#### SOURCE TEXT
USA – -(AmmoLand.com)- The “rabble” has officially been roused in the commonwealth of Virginia, and there is serious potential for things to get ugly.
We strongly urge defenders of gun rights to be calm and careful as they stand firm for their rights. The hyperbole has gotten heated and has been fed by extremists from both sides, making exaggerated claims, threats, and pronouncements.
This whole mess could easily get out of hand in short order, but the situation isn’t nearly as precarious as the hype is trying to paint it.
The Virginia Citizens Defense League has been very effective in spreading the idea of Second Amendment Sanctuary zones, mostly in counties, and also in some municipalities.
The movement is primarily symbolic, a loud message to legislators in Richmond that the people are not happy with the direction they are threatening to take the state. Unfortunately, the Democrat leadership has been responding with threats and name-calling. Rather than seriously listening to the concerns of their citizens, and that has resulted in an escalating hyperbole war.
On the first day of the legislative session, Democrats in leadership used their slim majority to ram through a new rule forbidding firearms in the Capitol and adjacent administrative buildings, and they have been exploring ways to restrict legal firearms from the Capitol grounds. They claimed that the move was made at the request of the police who guard the Capitol, but the head of that agency denied this, stating unequivocally that neither he nor his agency had made any such request or suggestion. The latest rumor is that anti-rights Democrat Governor Northam might declare an Emergency to ban guns from the Capitol grounds. It’s just a rumor, but it would be a huge mistake.

#### DATA LINES

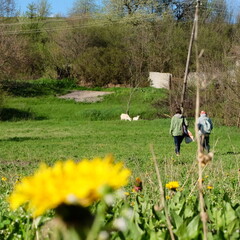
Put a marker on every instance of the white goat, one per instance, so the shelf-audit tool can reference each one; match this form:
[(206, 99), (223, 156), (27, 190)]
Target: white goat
[(136, 118), (125, 117)]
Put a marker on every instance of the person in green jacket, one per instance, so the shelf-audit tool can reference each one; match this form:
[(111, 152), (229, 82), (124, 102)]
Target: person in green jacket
[(176, 129)]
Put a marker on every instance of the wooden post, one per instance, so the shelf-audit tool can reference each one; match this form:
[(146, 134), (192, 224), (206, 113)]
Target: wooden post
[(193, 35)]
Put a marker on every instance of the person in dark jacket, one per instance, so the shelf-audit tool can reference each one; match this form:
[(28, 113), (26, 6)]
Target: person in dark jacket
[(205, 127), (176, 129)]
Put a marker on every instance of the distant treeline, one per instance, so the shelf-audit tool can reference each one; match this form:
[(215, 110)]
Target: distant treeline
[(119, 43)]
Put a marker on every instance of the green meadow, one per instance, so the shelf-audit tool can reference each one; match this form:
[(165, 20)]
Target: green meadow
[(45, 129)]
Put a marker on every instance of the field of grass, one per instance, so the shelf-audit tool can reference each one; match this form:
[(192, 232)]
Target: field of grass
[(47, 129)]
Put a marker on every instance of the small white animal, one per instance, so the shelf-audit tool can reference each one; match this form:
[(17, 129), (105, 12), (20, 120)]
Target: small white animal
[(125, 117), (136, 118)]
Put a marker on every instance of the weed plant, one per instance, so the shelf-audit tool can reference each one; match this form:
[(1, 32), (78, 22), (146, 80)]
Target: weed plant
[(58, 129)]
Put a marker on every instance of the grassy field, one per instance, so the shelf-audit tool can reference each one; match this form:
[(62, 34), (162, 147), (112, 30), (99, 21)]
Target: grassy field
[(46, 129)]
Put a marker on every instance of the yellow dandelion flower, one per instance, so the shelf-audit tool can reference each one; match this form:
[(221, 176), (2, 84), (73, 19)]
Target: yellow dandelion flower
[(172, 185), (68, 183)]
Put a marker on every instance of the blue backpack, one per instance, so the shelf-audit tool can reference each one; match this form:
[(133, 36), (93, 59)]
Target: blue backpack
[(206, 126)]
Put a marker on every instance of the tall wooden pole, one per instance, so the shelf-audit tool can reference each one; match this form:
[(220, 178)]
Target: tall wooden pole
[(183, 96)]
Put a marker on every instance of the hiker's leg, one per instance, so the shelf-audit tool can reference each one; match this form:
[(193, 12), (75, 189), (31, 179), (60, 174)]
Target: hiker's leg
[(201, 138), (206, 143), (177, 142)]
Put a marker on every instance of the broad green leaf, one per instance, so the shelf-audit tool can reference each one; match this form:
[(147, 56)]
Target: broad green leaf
[(177, 219), (193, 227), (229, 213), (181, 232), (188, 212)]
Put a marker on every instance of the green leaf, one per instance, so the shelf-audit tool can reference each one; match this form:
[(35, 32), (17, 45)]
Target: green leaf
[(233, 226), (177, 219), (188, 212), (193, 227), (230, 213), (182, 232)]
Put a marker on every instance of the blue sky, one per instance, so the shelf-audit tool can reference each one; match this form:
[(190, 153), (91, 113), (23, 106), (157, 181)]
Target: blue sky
[(63, 6)]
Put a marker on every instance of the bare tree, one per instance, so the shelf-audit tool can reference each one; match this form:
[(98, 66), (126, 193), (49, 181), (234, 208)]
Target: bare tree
[(7, 8)]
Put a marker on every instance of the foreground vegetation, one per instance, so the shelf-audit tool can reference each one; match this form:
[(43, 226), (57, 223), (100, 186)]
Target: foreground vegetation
[(46, 129)]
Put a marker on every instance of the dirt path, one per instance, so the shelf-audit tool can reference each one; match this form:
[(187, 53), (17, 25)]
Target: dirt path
[(85, 96)]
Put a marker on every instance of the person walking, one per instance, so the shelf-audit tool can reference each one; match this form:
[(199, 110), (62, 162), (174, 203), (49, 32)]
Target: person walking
[(176, 129), (205, 127)]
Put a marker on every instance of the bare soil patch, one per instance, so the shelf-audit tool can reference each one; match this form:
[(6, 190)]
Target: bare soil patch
[(85, 96)]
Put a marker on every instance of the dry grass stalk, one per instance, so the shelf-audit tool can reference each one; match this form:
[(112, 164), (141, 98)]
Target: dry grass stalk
[(162, 200)]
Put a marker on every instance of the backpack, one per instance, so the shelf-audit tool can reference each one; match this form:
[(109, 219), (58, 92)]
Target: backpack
[(206, 126)]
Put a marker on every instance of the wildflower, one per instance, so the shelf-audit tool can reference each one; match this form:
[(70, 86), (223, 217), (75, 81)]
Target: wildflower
[(205, 158), (69, 183), (138, 185), (172, 185), (120, 224)]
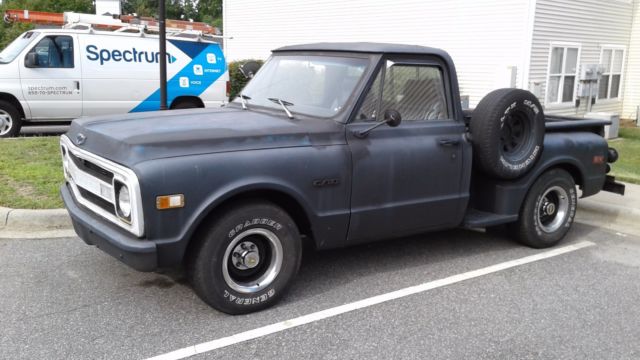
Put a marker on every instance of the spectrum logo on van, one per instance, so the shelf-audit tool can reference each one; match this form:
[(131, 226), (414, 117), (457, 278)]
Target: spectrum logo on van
[(132, 55)]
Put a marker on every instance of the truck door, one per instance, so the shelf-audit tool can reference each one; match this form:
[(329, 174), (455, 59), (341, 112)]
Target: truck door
[(50, 78), (406, 179)]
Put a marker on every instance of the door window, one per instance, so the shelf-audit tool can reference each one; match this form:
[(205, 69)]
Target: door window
[(415, 91), (562, 74), (54, 52)]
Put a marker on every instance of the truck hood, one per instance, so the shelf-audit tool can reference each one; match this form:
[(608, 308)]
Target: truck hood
[(134, 138)]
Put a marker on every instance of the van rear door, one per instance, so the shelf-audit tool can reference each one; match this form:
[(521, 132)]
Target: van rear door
[(50, 78)]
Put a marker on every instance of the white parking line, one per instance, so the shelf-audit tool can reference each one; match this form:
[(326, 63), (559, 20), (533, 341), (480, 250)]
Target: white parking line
[(338, 310)]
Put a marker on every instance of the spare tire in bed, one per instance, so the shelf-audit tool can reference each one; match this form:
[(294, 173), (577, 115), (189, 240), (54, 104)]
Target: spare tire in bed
[(507, 129)]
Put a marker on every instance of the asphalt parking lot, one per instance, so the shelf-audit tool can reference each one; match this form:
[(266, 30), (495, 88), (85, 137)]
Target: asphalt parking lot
[(62, 299)]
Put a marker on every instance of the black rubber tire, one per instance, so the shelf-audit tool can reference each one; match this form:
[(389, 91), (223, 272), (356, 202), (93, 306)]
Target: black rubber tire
[(528, 230), (206, 261), (186, 104), (505, 113), (13, 129)]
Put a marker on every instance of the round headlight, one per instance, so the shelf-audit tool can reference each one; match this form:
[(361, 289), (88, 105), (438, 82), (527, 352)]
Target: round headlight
[(124, 202)]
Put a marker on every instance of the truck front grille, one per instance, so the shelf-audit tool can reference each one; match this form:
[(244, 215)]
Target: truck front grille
[(93, 181), (91, 168)]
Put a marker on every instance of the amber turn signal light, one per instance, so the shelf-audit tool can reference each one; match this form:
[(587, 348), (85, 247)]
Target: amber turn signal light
[(169, 201)]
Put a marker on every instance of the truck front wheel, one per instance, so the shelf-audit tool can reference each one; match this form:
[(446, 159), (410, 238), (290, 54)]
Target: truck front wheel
[(247, 259), (548, 210), (10, 120)]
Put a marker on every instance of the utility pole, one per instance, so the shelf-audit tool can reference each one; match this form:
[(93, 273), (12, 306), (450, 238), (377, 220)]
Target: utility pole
[(163, 54)]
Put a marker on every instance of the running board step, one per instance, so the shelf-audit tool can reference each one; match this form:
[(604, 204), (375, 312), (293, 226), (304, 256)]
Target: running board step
[(478, 219)]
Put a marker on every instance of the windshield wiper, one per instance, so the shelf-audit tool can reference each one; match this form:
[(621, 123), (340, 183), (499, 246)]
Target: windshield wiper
[(284, 105), (243, 99)]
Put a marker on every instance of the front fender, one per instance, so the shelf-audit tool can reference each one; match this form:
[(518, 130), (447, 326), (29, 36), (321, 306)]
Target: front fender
[(208, 180)]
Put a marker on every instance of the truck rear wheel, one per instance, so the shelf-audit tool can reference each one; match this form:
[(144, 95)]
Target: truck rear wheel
[(247, 259), (10, 120), (548, 210), (508, 131)]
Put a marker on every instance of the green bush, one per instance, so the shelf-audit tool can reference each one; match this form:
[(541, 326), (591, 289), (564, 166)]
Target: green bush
[(238, 81)]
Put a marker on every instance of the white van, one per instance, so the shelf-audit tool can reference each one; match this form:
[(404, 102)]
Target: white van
[(58, 75)]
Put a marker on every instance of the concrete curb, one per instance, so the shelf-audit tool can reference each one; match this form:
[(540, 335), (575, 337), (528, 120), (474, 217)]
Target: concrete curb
[(22, 223)]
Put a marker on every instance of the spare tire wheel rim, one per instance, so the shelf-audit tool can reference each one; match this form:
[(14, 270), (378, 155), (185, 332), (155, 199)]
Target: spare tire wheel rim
[(515, 136), (553, 209), (252, 260), (5, 122)]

#### WHAT IS ASKED
a: Reproduce the Virginia gun-rights article from "USA – -(AmmoLand.com)- The" up to and including "threats, and pronouncements.".
b: Pick up the article on the Virginia gun-rights standoff after its final sentence and carry it forward.

#### FINAL ANSWERS
a:
USA – -(AmmoLand.com)- The “rabble” has officially been roused in the commonwealth of Virginia, and there is serious potential for things to get ugly.
We strongly urge defenders of gun rights to be calm and careful as they stand firm for their rights. The hyperbole has gotten heated and has been fed by extremists from both sides, making exaggerated claims, threats, and pronouncements.

b:
The Democrats’ moves are in response to the publicity surrounding this year’s annual VCDL Lobby Day Rally, planned for this coming Monday, January 20, 2020. That is when thousands of gun rights advocates are expected to rally on the Capitol grounds and visit legislators’ offices to insist that the U.S. and State constitutions be respected and obeyed.
For years, there has been no rule requiring duly licensed citizens to disarm before entering the Capitol Building, and as an “open carry” state, Virginia citizens have always been able to carry on the Capitol grounds lawfully. To my knowledge, there has never been any sort of serious problem as a result of this respectful policy. When I attended Lobby Day in 2008, I spoke with several law enforcement officers who were working the event. All expressed their appreciation for the rights activists’ friendly and courteous demeanor, and told me that they had no concerns about our people causing any problems. Several of the officers I spoke with had worked the rally numerous times in the past, and they said that gun rights proponents were among their favorite groups.
As with all gun control efforts, the issue with disarming people at the Capitol isn’t about what actually happens, but rather about what could happen – what someone might do. In other words, irrational fear and mistrust.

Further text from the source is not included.